[Problem description]: The answer must be every record below, reproduced exactly.

[Records from a dataset]:

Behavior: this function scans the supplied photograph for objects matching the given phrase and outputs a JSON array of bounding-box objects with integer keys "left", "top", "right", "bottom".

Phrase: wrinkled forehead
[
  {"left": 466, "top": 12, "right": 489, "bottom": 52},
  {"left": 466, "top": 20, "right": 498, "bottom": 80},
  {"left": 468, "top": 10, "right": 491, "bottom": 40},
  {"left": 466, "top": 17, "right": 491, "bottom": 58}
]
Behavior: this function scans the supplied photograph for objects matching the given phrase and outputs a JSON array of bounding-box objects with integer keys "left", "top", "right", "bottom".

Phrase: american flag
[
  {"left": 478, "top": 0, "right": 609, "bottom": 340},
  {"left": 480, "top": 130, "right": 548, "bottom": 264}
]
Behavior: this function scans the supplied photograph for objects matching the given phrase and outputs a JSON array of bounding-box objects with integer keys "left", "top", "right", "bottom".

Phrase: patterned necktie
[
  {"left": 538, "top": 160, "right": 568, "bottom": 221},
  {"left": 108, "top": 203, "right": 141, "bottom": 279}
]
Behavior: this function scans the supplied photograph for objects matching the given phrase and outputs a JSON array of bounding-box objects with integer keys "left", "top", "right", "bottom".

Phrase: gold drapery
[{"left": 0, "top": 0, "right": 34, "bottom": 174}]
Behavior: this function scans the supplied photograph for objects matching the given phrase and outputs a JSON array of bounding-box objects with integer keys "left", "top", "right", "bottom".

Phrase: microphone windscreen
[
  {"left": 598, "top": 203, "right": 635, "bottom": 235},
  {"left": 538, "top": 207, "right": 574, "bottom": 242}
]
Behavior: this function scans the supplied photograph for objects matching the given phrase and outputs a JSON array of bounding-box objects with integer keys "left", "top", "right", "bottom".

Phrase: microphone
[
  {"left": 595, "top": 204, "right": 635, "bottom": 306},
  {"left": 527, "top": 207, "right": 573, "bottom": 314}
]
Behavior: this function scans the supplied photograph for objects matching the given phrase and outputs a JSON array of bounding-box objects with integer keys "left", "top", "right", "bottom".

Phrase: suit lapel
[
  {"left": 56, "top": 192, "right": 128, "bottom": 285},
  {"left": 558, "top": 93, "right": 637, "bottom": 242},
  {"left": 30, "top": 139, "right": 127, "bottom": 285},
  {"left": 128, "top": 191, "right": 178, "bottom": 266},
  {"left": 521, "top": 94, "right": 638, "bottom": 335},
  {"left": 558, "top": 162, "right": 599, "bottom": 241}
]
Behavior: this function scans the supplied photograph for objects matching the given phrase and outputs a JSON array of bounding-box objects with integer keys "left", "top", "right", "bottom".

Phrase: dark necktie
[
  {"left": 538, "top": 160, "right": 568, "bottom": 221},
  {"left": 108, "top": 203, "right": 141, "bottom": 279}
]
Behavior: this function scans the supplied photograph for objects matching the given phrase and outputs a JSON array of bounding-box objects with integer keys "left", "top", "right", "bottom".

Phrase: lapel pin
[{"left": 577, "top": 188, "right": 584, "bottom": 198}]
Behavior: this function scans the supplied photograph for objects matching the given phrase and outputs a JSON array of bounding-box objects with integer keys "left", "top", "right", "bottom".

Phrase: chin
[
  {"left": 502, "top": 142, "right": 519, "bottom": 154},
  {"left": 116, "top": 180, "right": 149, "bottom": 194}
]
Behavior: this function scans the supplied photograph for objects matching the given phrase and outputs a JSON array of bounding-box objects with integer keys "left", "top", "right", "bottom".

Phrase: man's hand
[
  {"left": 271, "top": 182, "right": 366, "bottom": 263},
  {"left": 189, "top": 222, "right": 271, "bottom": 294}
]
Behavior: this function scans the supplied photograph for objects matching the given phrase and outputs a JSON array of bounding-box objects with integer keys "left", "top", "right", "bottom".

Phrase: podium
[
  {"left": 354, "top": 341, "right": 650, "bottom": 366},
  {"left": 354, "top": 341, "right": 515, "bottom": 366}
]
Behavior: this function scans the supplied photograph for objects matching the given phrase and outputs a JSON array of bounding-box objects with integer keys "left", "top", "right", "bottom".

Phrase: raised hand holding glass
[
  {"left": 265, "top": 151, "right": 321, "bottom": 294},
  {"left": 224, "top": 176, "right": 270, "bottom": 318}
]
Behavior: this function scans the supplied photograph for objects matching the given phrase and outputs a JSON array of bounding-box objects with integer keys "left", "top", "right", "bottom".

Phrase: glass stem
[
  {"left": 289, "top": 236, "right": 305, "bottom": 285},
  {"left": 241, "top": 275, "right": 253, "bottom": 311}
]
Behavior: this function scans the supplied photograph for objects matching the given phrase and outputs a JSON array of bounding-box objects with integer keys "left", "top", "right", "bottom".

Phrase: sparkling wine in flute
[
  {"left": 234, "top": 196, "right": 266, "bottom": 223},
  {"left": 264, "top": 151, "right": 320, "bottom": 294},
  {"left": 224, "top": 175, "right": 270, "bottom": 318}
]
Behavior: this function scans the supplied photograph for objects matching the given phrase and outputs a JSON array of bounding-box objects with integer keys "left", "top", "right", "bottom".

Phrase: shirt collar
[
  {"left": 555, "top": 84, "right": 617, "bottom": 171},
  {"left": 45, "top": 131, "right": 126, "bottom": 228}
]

[Output of the exercise]:
Behavior: this function scans the supplied photograph for objects matching the given phrase and outputs a JSON array of bounding-box objects with integer keys "left", "top", "right", "bottom".

Phrase: wrinkled forehead
[
  {"left": 466, "top": 12, "right": 489, "bottom": 52},
  {"left": 466, "top": 20, "right": 498, "bottom": 80},
  {"left": 468, "top": 10, "right": 491, "bottom": 40},
  {"left": 466, "top": 17, "right": 491, "bottom": 58}
]
Behavior: this function scans the supplied photograph for objects matching the given phrase and outputs a JSON array of bounding-box objects with integer keys "left", "top", "right", "bottom".

Phrase: american flag
[
  {"left": 478, "top": 0, "right": 609, "bottom": 340},
  {"left": 480, "top": 130, "right": 548, "bottom": 264}
]
Behavior: this function scans the supplied photograph for objects matching the given phrase and outputs a JSON array of bounding-box objects with integer keys "left", "top", "right", "bottom".

Phrase: patterned necktie
[
  {"left": 538, "top": 160, "right": 568, "bottom": 221},
  {"left": 108, "top": 203, "right": 141, "bottom": 279}
]
Behavior: this function scans the supplied photograph for objects matching the given phrase and outputs a JSON array of bounding-box objects with integer keys "left", "top", "right", "bottom".

Phrase: gold drapery
[{"left": 0, "top": 0, "right": 34, "bottom": 174}]
Behavior: this function scans the supplied photograph for objects matching the given phrase and outputs a JSON array of bounding-box objects with integer keys "left", "top", "right", "bottom".

Phrase: microphone windscreen
[
  {"left": 598, "top": 203, "right": 635, "bottom": 235},
  {"left": 538, "top": 207, "right": 574, "bottom": 242}
]
Behavior: this function scans the supplied photograph for objects matching the given phrase and outputs a JSON array of bounding-box objects with integer keys "left", "top", "right", "bottom".

Phrase: microphone
[
  {"left": 595, "top": 204, "right": 635, "bottom": 306},
  {"left": 527, "top": 207, "right": 573, "bottom": 314}
]
Behavior: this function scans the supplied photograph for objects matching the given phrase and outputs a JSON array of bounding-box objects with integer keys "left", "top", "right", "bottom".

Phrase: suit lapel
[
  {"left": 56, "top": 192, "right": 128, "bottom": 285},
  {"left": 558, "top": 93, "right": 637, "bottom": 242},
  {"left": 30, "top": 139, "right": 127, "bottom": 285},
  {"left": 128, "top": 191, "right": 178, "bottom": 266},
  {"left": 521, "top": 94, "right": 638, "bottom": 335},
  {"left": 558, "top": 162, "right": 599, "bottom": 241}
]
Behavior: this function scans the supplied photograph for objects matching the given phrase and outputs a JSON array of bounding-box objects with integer keys "left", "top", "right", "bottom".

Phrase: dark necktie
[
  {"left": 538, "top": 160, "right": 568, "bottom": 221},
  {"left": 108, "top": 203, "right": 141, "bottom": 279}
]
Behavior: this function scans the supplied photograph for objects matching the given phrase and outputs a JSON array of bounding-box objects with integer keys "left", "top", "right", "bottom".

Phrase: lapel pin
[{"left": 577, "top": 188, "right": 584, "bottom": 198}]
Behavior: this function scans the supplied photograph for objects matching the given phrase and outputs a JSON array of bounding-box objects with integer keys "left", "top", "right", "bottom".

Phrase: chin
[
  {"left": 502, "top": 142, "right": 519, "bottom": 154},
  {"left": 116, "top": 180, "right": 149, "bottom": 194}
]
Behavior: this function scans the supplied photograph for objects matching the given phrase and outputs a JSON array of bounding-box objects with integer keys "left", "top", "right", "bottom".

Phrase: man's hand
[
  {"left": 271, "top": 182, "right": 366, "bottom": 263},
  {"left": 189, "top": 222, "right": 271, "bottom": 294}
]
Behavior: this function scans the supplied photograph for objects matching the given phrase and outputs a JSON array of bounding-box objects with integer keys "left", "top", "right", "bottom".

Phrase: podium
[
  {"left": 354, "top": 341, "right": 650, "bottom": 366},
  {"left": 354, "top": 341, "right": 515, "bottom": 366}
]
Behavior: this function scans the supplied photograph for objects matching the given phrase and outputs a JSON array of bounding-box objects with integer keys "left", "top", "right", "bottom".

Phrase: raised hand holding glass
[
  {"left": 265, "top": 151, "right": 321, "bottom": 294},
  {"left": 224, "top": 176, "right": 270, "bottom": 318}
]
Behavior: this function scans the supplied photograph for objects matching the given phrase and outputs a JSON array of bounding-box objects with integer keys "left", "top", "right", "bottom".

Phrase: glass stem
[
  {"left": 289, "top": 236, "right": 305, "bottom": 285},
  {"left": 241, "top": 275, "right": 253, "bottom": 311}
]
Behavior: this function scans the supplied photograph for objects matching the given phrase and outputs a JSON array of bounding-box objects with integer keys "left", "top", "right", "bottom".

Phrase: sparkling wine in flute
[
  {"left": 234, "top": 196, "right": 266, "bottom": 223},
  {"left": 264, "top": 151, "right": 320, "bottom": 294},
  {"left": 224, "top": 175, "right": 270, "bottom": 318}
]
Behavior: this function scans the supplied photograph for objects matching the given phrase and outputs a JSON array of bounding-box objects with integer keys "left", "top", "right", "bottom".

Phrase: shirt collar
[
  {"left": 555, "top": 84, "right": 617, "bottom": 171},
  {"left": 45, "top": 131, "right": 126, "bottom": 228}
]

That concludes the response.